**What is required:**
Set the following entries down again exactly, line by line.

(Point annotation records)
------------------------
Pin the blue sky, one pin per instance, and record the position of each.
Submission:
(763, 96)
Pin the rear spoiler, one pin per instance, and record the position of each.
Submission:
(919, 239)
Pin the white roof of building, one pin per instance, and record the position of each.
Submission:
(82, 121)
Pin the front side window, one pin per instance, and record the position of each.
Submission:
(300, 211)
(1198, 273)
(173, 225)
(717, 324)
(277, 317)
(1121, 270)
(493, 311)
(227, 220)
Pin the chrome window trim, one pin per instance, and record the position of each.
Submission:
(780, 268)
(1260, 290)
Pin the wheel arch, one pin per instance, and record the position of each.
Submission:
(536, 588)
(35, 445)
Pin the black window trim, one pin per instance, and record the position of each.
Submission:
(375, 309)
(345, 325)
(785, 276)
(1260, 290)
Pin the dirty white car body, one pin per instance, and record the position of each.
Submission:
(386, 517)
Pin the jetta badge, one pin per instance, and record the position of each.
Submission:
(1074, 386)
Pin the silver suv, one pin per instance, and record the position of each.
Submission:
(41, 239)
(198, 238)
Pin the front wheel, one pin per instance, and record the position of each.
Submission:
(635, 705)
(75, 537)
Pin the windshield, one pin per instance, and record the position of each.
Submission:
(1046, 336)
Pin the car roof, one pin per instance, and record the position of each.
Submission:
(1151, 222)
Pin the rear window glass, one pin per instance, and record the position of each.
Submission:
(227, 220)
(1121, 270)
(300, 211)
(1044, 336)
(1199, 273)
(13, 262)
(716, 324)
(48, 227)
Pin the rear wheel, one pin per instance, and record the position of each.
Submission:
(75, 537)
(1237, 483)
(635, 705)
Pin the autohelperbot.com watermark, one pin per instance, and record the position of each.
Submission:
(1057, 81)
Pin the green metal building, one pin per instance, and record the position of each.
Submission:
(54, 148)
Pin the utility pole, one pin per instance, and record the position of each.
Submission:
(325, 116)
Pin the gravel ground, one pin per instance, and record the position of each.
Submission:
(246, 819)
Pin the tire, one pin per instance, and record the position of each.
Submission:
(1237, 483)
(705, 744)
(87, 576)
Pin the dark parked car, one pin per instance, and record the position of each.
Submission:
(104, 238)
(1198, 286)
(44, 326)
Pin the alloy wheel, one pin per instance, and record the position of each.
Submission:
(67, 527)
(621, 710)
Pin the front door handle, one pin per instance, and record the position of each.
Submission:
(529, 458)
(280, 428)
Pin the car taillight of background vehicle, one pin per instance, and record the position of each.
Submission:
------------------------
**Task result:**
Pin the blue sky, one pin per instance, and record the position of each.
Submission:
(763, 96)
Pin the rear spoiler, one pin per instance, and record the position of each.
Submission:
(919, 239)
Pin the white roof of building, one pin per instance, and record the position of each.
Submission:
(82, 121)
Pin the front side window, one pin per instance, and record the position of each.
Submission:
(300, 211)
(1198, 273)
(173, 225)
(717, 324)
(277, 317)
(1121, 270)
(493, 311)
(227, 220)
Pin the chrome window trim, one pin per instance, and record the position of each.
Submission:
(780, 268)
(1260, 290)
Pin the wheel arch, one pin per instance, and record the position of each.
Submission:
(536, 588)
(35, 445)
Pin the black window trim, one pin per instance, and record the position of each.
Submission:
(375, 309)
(345, 325)
(785, 276)
(1260, 290)
Pin the dirty white car body, one pin per instance, and record the position of each.
Submission:
(386, 517)
Pin the jetta badge, one pin per instance, and record the position of each.
Submission:
(1074, 386)
Pin the silver suv, one pin per instance, and record the position of each.
Submission:
(41, 239)
(198, 238)
Pin the front wheel, one pin per instance, and record the position of each.
Submission:
(635, 705)
(75, 537)
Pin the windshield, one pin per instance, and record the position of each.
Submission:
(1046, 336)
Pin the car roof, one pin per instance, and record the position of each.
Submission:
(1151, 222)
Pin the rear window glass, one pin per instance, and record the position of each.
Submission:
(227, 220)
(1121, 270)
(300, 211)
(1044, 336)
(1199, 273)
(13, 262)
(716, 324)
(48, 227)
Pin the rear wheel, one pin per instance, and record the position of each.
Submission:
(75, 537)
(1237, 483)
(635, 705)
Pin the autohelperbot.com watermark, one pin per instance, and record the position of each.
Submission:
(1057, 81)
Pin the green metal building, one pin per instance, and record the position of each.
Submission:
(54, 148)
Pin the utility pole, one pin per instance, and record the position of each.
Submission:
(325, 116)
Pin the gravel ground, one pin per instance, and record the position of each.
Submission:
(246, 819)
Pin the tire, one pin per instance, and record the position of each.
Submission:
(1237, 483)
(705, 744)
(87, 576)
Pin the dark parked car, one pin per instance, and record the position of each.
Submission:
(104, 238)
(1198, 286)
(44, 326)
Pin the alloy wheel, one pin per instance, and record the position of each.
Submission:
(67, 527)
(621, 710)
Pin the front door handle, one pin per instance, and record the position of each.
Submission:
(529, 458)
(280, 428)
Pin the car taillight of background vehicle, one pin per instance, and record the position of each.
Submission:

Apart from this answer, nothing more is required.